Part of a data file
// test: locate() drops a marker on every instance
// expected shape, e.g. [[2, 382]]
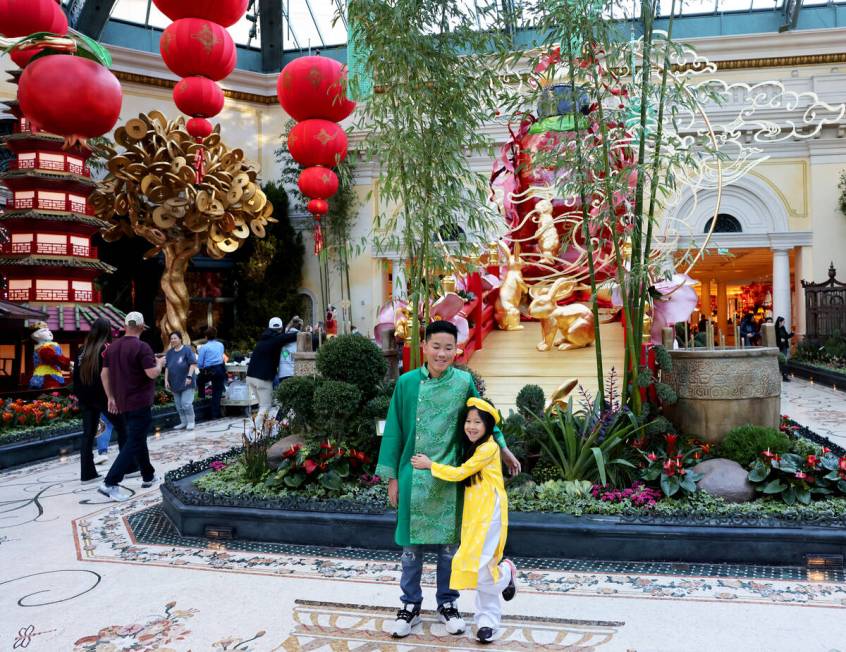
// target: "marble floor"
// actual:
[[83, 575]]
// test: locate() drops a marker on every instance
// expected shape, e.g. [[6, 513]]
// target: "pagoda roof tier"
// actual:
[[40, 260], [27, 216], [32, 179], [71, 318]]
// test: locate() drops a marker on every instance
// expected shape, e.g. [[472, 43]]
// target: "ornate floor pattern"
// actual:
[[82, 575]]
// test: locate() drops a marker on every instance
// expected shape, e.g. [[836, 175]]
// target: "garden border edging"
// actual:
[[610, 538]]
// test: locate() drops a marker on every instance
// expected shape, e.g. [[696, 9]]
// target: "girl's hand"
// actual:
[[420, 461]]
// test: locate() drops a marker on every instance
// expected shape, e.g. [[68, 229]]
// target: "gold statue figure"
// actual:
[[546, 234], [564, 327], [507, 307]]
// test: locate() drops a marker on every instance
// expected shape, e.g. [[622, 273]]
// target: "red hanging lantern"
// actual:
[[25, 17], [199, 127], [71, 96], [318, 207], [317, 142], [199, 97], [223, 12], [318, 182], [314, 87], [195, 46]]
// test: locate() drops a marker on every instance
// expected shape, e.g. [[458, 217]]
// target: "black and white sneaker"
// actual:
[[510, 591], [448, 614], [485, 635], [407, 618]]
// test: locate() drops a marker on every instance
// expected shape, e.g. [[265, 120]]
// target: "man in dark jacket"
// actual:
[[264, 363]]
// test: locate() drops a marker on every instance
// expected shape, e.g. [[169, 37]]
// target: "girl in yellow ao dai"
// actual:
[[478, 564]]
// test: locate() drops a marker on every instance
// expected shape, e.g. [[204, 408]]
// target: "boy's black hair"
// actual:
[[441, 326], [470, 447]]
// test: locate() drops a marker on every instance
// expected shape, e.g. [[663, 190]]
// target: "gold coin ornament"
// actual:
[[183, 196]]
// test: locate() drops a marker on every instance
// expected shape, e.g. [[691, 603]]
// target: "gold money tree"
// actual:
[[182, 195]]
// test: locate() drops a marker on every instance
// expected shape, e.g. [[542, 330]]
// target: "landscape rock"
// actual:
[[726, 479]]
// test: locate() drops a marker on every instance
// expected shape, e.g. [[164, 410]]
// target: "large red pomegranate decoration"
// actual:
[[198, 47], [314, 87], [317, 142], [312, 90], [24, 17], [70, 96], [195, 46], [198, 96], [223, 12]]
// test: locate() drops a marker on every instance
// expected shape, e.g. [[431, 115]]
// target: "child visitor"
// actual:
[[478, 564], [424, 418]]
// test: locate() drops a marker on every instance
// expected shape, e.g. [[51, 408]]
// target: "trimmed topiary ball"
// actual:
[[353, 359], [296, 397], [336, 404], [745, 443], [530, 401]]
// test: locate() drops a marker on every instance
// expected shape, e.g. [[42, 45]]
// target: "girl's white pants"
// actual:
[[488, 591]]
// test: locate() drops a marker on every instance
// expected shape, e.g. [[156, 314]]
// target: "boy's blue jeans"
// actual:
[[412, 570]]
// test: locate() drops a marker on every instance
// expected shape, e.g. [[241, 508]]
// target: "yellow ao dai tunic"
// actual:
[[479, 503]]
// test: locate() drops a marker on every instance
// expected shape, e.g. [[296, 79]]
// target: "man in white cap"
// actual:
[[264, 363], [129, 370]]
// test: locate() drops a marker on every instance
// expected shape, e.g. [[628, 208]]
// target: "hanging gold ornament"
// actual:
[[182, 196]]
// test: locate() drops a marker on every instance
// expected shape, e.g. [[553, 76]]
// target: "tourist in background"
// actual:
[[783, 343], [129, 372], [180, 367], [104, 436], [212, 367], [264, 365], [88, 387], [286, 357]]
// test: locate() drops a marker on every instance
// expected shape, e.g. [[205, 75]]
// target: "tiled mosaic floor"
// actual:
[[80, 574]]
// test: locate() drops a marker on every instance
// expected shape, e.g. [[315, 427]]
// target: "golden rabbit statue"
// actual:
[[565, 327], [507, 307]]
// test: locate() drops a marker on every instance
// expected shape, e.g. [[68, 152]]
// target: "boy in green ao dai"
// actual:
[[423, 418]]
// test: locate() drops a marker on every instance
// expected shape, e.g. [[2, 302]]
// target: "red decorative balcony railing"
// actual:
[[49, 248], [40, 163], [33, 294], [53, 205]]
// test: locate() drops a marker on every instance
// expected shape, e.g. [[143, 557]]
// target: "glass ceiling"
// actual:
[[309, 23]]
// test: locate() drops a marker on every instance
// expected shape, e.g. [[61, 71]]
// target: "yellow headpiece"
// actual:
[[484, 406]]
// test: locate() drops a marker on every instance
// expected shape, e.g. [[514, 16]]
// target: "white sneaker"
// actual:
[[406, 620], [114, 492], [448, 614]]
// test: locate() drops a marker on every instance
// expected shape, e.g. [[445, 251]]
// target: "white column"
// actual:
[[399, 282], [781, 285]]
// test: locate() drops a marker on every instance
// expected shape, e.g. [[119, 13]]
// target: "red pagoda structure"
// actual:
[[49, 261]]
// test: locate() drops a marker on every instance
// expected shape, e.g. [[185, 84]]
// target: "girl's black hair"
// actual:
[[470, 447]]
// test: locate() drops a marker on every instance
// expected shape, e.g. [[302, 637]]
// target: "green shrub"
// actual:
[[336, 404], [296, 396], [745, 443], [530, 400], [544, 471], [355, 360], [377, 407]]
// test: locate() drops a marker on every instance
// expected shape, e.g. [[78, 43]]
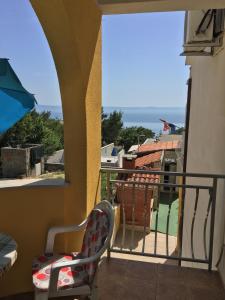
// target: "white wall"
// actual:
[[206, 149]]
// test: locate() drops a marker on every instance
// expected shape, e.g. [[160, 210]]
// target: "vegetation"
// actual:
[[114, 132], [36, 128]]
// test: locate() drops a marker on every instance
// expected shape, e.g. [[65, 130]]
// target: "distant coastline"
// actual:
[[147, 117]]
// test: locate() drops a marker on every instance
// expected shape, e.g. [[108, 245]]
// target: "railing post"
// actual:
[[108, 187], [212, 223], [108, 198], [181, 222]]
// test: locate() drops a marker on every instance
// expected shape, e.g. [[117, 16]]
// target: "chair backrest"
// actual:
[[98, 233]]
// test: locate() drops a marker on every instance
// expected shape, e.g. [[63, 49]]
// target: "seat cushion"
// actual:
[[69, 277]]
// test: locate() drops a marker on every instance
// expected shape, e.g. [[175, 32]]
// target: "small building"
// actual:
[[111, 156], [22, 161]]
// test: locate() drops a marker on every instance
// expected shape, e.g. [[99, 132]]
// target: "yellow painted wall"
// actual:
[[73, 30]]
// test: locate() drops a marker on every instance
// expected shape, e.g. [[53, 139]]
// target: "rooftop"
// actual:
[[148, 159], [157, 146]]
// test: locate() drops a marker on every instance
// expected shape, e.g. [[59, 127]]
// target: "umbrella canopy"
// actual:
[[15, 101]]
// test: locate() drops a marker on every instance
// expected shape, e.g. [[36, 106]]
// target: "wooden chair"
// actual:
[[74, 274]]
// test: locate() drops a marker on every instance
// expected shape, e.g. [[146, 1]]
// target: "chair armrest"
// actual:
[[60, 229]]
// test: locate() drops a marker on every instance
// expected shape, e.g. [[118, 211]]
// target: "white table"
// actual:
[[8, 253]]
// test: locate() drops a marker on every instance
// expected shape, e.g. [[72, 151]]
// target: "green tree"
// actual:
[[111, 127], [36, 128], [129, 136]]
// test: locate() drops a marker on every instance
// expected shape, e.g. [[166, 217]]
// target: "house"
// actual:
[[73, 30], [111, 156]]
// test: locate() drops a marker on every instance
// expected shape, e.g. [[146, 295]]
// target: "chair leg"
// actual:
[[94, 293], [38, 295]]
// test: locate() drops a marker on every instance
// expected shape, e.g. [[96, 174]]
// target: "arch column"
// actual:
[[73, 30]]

_SET PROBLEM_.
Please turn the material into a Markdown table with the columns Row and Line, beginning at the first line and stopping after the line that contains "[[83, 575]]". Skip blank lines, and leave the pictures out of the answer.

_OUTPUT OF THE TASK_.
| Row | Line |
|---|---|
| 1 | // test: locate() drops a marker on every instance |
| 2 | // expected shape, e.g. [[2, 382]] |
| 3 | // target: "marble floor" |
| 4 | // actual: |
| 5 | [[83, 575]] |